## YOUR INSTRUCTIONS:
Quote the listing below in its entirety.

═══ STORED RECORDS

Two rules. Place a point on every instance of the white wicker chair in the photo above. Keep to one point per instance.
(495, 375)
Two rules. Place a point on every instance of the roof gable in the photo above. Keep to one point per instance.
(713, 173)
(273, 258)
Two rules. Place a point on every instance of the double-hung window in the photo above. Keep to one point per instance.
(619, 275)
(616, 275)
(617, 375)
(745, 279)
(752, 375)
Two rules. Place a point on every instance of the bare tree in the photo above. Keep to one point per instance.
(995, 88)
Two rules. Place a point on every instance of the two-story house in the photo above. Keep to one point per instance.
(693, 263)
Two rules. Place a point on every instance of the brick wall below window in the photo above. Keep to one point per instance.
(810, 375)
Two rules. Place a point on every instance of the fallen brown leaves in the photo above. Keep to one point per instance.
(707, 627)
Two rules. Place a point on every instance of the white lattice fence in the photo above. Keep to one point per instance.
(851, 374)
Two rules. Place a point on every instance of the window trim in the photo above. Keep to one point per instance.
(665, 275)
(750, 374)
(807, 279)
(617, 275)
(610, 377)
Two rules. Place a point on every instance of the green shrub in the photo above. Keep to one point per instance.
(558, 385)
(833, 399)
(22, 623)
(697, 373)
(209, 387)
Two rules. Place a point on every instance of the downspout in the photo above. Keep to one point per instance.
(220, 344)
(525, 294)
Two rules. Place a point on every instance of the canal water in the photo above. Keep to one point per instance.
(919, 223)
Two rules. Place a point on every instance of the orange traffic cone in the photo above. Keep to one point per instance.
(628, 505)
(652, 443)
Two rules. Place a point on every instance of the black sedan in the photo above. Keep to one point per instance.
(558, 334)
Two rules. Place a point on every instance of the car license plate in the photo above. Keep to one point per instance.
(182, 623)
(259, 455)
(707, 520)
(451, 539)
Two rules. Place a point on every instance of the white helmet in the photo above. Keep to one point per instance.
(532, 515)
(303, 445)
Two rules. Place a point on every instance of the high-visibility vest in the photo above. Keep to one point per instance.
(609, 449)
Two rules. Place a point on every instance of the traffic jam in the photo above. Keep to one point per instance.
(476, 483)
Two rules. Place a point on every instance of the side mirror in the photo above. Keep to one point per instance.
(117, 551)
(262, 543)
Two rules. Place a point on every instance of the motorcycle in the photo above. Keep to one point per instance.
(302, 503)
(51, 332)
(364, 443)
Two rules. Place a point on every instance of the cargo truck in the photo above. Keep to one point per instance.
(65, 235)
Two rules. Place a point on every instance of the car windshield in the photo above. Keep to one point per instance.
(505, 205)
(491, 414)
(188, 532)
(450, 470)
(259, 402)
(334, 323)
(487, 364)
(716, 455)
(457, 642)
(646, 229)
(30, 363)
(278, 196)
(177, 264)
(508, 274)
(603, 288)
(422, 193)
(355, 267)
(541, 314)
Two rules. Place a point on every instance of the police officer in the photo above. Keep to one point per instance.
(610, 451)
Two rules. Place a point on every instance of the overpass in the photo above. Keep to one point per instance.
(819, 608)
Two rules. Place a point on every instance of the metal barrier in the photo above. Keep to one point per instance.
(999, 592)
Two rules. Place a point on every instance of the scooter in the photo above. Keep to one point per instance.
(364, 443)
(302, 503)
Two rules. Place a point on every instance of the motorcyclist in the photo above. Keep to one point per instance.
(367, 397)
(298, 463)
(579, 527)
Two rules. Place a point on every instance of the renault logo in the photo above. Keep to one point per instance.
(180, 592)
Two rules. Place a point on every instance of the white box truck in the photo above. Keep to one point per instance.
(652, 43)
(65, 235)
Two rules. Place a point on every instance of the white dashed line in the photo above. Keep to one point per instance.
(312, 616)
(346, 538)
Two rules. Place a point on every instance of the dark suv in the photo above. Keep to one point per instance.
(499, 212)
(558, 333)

══════

## PROBLEM SOLUTION:
Two rules. Place a point on every instance of the white wicker chair in the photo above. Keep to one point per instance.
(495, 375)
Two rules. Place a point on every instance of the roof gable in the photo above. Keep to one point per instance.
(713, 173)
(273, 258)
Two rules. Place a point on every instance of the double-hung window in the photo above. Keep to one point per instance.
(619, 275)
(616, 275)
(617, 375)
(745, 279)
(752, 375)
Two rules. Place a point on every instance of the bare tree in the photo above. Keep to one point per instance.
(995, 88)
Two rules. Place a point on every instance of the two-story house in the photo above. Keep to one point per instance.
(693, 263)
Two rules. Place a point on every instance of the brick wall below window in the photo above. Keep to one point per instance.
(810, 375)
Two rules. Place a point on every instance of the fallen brown leaves in the photo above. Keep to one point per instance.
(707, 627)
Two rules. Place a point on every instance of the white lattice fence in the photo above. Keep to one point per instance.
(851, 374)
Two rules. Place a point on every instance of the window trim in the photo above. Keep to one point per instance.
(665, 275)
(750, 374)
(807, 279)
(617, 275)
(610, 377)
Two rules. Place a point on every instance of the green shrub in the photo above. Keep to one point per instance.
(558, 385)
(833, 399)
(22, 623)
(697, 373)
(209, 387)
Two rules. Place a point on every instance of the downspout in the photo above. Keep to one point per instance.
(220, 344)
(525, 294)
Two rules. Place a point on every instance of the canal water in the photo above. Keep to one point per instance.
(919, 223)
Two rules. Place a point on every instance of the orange traffic cone in the photo above. Keep to one point per instance.
(628, 505)
(652, 443)
Two rules. Place a point on every instance of the black sedan in the photo above. Keep to one point per instance.
(558, 334)
Two rules. Place a point on every instance of the car license plate in the photo above. Keep to one point per instance.
(182, 623)
(259, 455)
(707, 520)
(451, 539)
Two rules. Place a point on every instance of the white helmet in the photo above. Keep to one point per instance.
(532, 515)
(303, 445)
Two rules. Place a point on every instance of the high-visibility vest in the photo above. Keep to one point per instance.
(609, 449)
Two rules. Place a point on every instance of the traffic jam in the photo above. Keep to one point per instance.
(476, 483)
Two rules. Place a point on every instance of the side mirror in the photo above. Keep to one point per instance.
(117, 551)
(262, 543)
Two rules. Place a point on every instance of the motorcycle in the photo above. Keep to one point per instance.
(302, 503)
(51, 332)
(364, 443)
Two rules. Place a point on every instance of the cargo truck in the photo above. Keep to one point per instance.
(65, 235)
Two rules. Place a point on every instance of the car windshield in the photo above. Keep to one point per instance.
(505, 205)
(491, 414)
(188, 532)
(450, 470)
(259, 402)
(334, 323)
(487, 364)
(716, 455)
(457, 642)
(646, 229)
(30, 363)
(278, 196)
(177, 264)
(508, 274)
(603, 288)
(422, 193)
(355, 267)
(541, 314)
Two rules. Place a point on every instance of the police officer in the photo above. Keep to one point per instance.
(610, 451)
Two rules. Place a point on every instance of the overpass in the photo above. Keep to one point per instance.
(819, 608)
Two rules. Place a point on every instance of the metal barrier in the photo above. Keep to one point per instance.
(999, 592)
Two rules. Place a point on every instance of the scooter in the photo above. Keep to one point per instance.
(364, 443)
(302, 503)
Two rules. Place a point on every instance of the motorcyclist in the photo above. Keep to one point per instance.
(367, 397)
(298, 463)
(579, 527)
Two rules. Place a point on every instance of the renault logo in the photo above. Keep to one point per instance.
(180, 592)
Two rules. Place a point on every instance of the white box truck in the photo above. Keep to one point per instance.
(652, 43)
(65, 235)
Two rules. Place a point on every instance of the white dashed line in the photo above. Keep to one point per instance.
(312, 616)
(346, 538)
Two rules. Place a point on every instance of the dark suv in the photo above. Keep to one point per instance.
(499, 212)
(558, 333)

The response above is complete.